+++ Supplied information +++

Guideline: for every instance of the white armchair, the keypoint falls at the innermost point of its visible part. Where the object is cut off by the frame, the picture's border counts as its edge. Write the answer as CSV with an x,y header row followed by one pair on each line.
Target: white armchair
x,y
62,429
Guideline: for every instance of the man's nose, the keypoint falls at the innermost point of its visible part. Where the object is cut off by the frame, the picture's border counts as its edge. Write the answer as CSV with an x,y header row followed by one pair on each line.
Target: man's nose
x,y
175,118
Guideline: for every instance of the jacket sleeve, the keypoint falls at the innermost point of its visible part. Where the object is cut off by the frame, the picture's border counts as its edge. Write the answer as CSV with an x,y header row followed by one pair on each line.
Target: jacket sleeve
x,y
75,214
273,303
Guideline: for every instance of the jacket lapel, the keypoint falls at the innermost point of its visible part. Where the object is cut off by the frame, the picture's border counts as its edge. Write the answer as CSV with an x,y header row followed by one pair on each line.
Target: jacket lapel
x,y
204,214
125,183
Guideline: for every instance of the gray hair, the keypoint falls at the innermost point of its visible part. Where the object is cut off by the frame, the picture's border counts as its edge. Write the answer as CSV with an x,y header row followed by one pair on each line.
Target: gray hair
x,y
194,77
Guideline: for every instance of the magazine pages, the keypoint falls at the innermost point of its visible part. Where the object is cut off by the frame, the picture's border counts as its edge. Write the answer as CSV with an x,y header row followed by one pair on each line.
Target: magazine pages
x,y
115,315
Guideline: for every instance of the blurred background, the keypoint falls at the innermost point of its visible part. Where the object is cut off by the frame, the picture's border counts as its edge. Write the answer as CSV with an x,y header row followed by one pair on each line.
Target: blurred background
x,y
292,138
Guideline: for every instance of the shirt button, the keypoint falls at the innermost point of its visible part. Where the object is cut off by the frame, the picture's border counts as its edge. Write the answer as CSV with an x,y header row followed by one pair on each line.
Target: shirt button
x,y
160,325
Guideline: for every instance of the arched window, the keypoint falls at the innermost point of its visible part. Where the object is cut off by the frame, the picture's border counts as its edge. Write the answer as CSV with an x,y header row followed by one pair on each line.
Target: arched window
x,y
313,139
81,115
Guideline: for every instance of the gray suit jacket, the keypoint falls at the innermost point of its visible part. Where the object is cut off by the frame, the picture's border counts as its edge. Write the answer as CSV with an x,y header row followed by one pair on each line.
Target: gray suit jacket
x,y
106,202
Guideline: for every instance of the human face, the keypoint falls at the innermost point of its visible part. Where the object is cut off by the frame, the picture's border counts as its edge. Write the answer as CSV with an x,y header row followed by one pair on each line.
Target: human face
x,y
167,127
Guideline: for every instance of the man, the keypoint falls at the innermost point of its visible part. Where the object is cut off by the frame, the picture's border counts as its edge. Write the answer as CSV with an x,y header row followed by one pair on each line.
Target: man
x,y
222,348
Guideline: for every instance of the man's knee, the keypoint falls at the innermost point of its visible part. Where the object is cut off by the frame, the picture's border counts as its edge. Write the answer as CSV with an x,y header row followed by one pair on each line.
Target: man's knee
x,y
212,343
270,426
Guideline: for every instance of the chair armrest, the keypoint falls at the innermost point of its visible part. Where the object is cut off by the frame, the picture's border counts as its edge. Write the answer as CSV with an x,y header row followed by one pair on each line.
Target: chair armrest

+++

## Exercise brief
Reproduce all of the records above, line for line, with no changes to any character.

## Exercise answer
Guideline: for every instance of the white armchair, the keypoint falls at the innermost point of its visible part. Where the object is cut off by the frame, the picture's border counts as its edge. Write the answer as CSV with an x,y header row followed by one pair on each line.
Target: white armchair
x,y
62,429
Guideline: for every instance of the man's nose, the keypoint falls at the innermost point of its visible part. Where the object is cut off by the frame, the picture's border counts as its edge. Write the answer as CSV with an x,y header row followed by one pair on each line.
Target: man's nose
x,y
175,118
Guideline: for every instance of the jacket sleeve, the keypoint falls at the innermost point of its visible part. Where the object is cut off by the frame, the picture's border counts as its edge. Write the answer as CSV with an x,y header row followed by one pair on each line.
Target: jacket sleeve
x,y
75,214
273,303
Guideline: for every instance of the jacket lapel, the keypoint falls at the innermost point of its visible part. Where the object is cut off by the frame, the picture's border counts as its edge. Write the answer as CSV with an x,y header row followed by one pair on each line.
Target: jacket lapel
x,y
204,214
125,183
Guideline: for every instance of the gray hair, the keypoint falls at the innermost point of its visible part. Where the object is cut off by the frame, the picture's border counts as its edge. Write the answer as CSV with an x,y header row followed by one pair on each line.
Target: gray hair
x,y
194,77
Guideline: for every instance of the magazine pages, the keypoint falls at the innermost point of its visible part. Where the object is cut off by the frame, the picture's border counts as its edge. Write the answer as CSV with an x,y header row followed by one pair on each line.
Target: magazine pages
x,y
115,315
Guideline: for every instance of the blurred background, the keypoint falls at the innermost point of its visible part. Where the object is cut off by the frame, the picture's border counts as its edge. Write the answer as CSV with an x,y header row followed by one pair on each line.
Target: blurred background
x,y
292,138
Guideline: for every instance of the shirt button, the keypoint falls at the innermost point of its visible part. Where the object is cut off by the frame, the picture's border counts as its edge. Write the answer as CSV with an x,y header row followed by one pair on each line.
Target: shirt button
x,y
160,325
Guideline: for every instance of the arched window, the keypoint falls at the innermost point of its visible part. Where the object is cut off by the frame, the picture's border counts as its edge. Write the answer as CSV with an x,y header row followed by one pair on each line.
Target: arched window
x,y
313,139
81,115
Guideline: for every instance of the gray suit jacket, the keypoint falls at the innermost point of its visible part. Where the object is cut off by the frame, the picture's border counts as its edge. Write the answer as CSV with an x,y header row followed by one pair on each line.
Target: gray suit jacket
x,y
106,202
Guideline: for every instance of the human face, the keypoint falls at the innermost point of its visible part. Where the object is cut off by the frame, the picture's border counts as its edge. Write the answer as CSV with an x,y header row followed by one pair on each line.
Target: human face
x,y
167,127
Guideline: for every instance of the man, the keypoint falls at the innermost point of its visible part. Where the object is cut off by the frame, the picture's border counts as its edge. Write the answer as CSV with an x,y header row followed by one pair on each line.
Target: man
x,y
222,348
Guideline: for every instance of the man's knee, the keypoint falls at the innermost point of its visible part. Where the object is cut off by the frame, the picture's border counts as its edge. Write the answer as CSV with an x,y header row followed by one pair on each line.
Target: man's knee
x,y
212,343
270,426
Guideline: for every instance of the chair armrest, the keypoint falls at the innermost point of its visible part. Where the object is cut off by the frame, the picture's border counts as its edge. Write the answer as CSV with an x,y header row followed by one pair on each line.
Target: chair armrest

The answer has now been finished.